Stored data entries:
------------------------------------------------------------

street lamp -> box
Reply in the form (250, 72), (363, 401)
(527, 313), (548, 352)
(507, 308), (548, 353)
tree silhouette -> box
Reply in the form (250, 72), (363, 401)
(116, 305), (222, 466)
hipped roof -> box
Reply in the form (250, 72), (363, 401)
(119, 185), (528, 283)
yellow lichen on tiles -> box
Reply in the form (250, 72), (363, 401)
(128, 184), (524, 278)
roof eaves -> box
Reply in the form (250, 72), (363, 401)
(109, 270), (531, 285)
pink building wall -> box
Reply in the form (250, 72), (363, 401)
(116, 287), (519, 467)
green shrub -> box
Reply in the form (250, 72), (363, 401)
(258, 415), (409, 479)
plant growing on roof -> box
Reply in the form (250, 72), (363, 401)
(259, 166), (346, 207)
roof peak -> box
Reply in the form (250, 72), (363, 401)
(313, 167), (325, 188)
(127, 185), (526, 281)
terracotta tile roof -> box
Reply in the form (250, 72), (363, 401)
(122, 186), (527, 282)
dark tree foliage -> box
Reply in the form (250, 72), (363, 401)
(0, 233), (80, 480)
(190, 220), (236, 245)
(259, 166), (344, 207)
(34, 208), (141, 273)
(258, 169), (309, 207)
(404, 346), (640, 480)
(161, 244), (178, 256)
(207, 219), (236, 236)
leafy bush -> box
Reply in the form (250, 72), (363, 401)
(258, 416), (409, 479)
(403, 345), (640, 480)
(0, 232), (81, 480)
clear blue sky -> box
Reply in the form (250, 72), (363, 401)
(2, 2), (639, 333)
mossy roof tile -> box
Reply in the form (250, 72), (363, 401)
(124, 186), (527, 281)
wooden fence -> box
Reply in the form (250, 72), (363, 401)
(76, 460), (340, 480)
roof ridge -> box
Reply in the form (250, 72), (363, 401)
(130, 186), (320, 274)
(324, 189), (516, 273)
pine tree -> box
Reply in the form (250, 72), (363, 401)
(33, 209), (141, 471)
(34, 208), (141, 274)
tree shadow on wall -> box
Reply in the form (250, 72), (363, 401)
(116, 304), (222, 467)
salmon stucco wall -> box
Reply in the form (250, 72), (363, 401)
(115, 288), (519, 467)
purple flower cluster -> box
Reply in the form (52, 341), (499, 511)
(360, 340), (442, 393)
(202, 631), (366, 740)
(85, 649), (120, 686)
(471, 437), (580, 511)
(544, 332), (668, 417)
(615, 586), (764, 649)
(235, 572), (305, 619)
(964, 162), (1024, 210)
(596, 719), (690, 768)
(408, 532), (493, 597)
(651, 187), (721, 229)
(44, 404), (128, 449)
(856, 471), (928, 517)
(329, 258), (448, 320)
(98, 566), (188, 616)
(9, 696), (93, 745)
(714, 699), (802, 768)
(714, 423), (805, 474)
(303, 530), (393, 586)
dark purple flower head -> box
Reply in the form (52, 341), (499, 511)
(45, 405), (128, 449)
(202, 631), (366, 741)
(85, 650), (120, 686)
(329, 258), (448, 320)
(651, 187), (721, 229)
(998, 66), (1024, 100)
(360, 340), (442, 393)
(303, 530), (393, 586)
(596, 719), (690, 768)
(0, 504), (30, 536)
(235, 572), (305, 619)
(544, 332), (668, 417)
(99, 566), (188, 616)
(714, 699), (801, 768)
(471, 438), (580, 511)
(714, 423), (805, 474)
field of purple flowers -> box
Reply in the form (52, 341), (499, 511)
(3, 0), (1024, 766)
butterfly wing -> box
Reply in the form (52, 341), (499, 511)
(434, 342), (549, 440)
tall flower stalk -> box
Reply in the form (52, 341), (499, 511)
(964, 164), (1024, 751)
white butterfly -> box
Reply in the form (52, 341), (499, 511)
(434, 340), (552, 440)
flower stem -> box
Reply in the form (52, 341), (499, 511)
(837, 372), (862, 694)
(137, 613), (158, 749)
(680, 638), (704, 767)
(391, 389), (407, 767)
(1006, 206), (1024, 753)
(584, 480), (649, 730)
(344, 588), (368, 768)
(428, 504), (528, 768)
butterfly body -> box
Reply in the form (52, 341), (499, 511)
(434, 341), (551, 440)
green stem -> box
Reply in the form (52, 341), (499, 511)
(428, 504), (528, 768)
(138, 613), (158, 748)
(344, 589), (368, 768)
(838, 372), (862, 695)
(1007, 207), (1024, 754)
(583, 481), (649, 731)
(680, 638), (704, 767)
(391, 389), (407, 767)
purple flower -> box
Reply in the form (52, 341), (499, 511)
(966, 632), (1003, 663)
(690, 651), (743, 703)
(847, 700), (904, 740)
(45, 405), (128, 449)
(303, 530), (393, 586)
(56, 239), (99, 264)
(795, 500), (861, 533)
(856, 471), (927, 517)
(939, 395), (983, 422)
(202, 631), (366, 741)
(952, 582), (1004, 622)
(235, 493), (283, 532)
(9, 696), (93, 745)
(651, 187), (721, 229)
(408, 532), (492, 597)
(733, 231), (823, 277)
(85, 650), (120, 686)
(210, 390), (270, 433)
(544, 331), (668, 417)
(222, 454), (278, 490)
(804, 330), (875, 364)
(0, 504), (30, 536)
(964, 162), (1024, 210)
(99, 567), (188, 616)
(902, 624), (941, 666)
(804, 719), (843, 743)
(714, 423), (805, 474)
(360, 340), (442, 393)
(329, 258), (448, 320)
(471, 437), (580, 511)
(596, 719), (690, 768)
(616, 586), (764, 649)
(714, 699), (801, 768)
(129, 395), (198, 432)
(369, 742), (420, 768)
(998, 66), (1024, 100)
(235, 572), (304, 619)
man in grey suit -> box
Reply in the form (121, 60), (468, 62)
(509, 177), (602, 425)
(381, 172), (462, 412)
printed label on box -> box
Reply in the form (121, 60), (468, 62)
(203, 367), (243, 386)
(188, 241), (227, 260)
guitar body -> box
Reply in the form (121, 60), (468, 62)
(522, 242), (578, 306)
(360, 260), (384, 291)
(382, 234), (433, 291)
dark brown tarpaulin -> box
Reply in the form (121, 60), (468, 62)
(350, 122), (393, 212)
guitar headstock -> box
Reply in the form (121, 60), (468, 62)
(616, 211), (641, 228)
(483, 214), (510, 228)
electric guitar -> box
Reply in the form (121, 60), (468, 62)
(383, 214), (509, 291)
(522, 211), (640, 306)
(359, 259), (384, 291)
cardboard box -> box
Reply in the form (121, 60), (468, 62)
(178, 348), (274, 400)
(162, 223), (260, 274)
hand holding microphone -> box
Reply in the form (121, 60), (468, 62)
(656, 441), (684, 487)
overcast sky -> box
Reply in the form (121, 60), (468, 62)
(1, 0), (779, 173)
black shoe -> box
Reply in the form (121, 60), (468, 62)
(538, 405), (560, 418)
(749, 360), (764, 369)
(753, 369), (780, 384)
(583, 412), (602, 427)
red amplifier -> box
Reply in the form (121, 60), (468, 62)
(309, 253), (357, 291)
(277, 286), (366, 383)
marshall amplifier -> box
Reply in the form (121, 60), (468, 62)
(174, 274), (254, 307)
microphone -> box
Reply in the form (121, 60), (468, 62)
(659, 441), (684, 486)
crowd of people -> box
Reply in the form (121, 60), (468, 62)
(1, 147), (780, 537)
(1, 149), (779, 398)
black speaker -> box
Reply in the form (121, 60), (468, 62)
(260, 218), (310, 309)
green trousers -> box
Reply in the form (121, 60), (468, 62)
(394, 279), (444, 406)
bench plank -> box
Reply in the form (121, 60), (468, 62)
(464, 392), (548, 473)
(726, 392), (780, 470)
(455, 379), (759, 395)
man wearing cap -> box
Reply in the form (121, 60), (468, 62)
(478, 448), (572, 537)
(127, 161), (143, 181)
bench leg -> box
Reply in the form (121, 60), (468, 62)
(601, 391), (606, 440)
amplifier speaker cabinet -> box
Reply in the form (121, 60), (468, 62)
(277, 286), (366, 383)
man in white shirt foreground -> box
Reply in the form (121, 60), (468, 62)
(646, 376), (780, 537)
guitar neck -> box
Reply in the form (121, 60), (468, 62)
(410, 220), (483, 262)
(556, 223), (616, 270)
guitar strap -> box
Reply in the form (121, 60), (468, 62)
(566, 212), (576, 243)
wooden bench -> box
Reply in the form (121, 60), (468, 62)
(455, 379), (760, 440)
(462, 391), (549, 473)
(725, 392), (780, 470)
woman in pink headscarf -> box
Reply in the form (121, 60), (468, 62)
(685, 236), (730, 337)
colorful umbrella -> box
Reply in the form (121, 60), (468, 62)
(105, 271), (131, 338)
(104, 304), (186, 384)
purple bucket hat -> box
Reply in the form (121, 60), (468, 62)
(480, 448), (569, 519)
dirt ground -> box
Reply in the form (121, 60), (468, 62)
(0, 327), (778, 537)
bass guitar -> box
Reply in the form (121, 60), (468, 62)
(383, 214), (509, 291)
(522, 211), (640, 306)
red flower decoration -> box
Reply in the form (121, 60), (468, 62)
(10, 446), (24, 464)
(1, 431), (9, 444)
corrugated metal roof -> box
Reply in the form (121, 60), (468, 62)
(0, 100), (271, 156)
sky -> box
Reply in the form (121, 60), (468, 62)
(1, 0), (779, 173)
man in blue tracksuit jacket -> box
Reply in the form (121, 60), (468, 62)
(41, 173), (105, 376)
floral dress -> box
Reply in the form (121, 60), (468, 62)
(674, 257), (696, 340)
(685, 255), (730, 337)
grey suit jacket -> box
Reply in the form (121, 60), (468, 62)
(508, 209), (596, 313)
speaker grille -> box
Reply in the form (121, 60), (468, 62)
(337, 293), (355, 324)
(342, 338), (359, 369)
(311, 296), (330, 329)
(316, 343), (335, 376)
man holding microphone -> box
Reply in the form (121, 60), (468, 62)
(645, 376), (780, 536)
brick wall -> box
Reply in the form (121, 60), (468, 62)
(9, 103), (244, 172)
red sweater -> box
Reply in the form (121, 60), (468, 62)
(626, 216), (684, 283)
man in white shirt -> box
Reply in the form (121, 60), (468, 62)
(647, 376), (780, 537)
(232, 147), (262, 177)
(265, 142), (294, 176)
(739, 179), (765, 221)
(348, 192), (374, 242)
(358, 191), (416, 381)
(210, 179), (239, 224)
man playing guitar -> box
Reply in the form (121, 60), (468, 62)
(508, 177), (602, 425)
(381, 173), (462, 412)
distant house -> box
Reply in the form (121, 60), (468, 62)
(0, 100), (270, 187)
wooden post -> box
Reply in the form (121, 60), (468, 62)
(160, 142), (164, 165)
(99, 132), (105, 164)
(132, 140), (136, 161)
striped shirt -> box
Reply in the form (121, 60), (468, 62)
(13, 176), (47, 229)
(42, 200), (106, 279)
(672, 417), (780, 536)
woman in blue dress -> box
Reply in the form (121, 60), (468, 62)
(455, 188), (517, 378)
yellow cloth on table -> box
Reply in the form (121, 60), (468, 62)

------------------------------------------------------------

Brief:
Go to the line with "brick wall -> box" in the entries above and repeat every line from there through the line with "man playing guitar -> box", exactly and with no other text.

Your response:
brick wall -> box
Reply in the form (121, 60), (468, 62)
(9, 103), (244, 172)
red sweater -> box
Reply in the form (121, 60), (468, 62)
(626, 216), (684, 283)
man in white shirt -> box
Reply in the form (121, 60), (468, 62)
(647, 376), (780, 537)
(232, 147), (262, 177)
(265, 142), (294, 176)
(739, 179), (765, 221)
(348, 192), (374, 242)
(358, 191), (416, 381)
(210, 179), (239, 224)
man playing guitar -> box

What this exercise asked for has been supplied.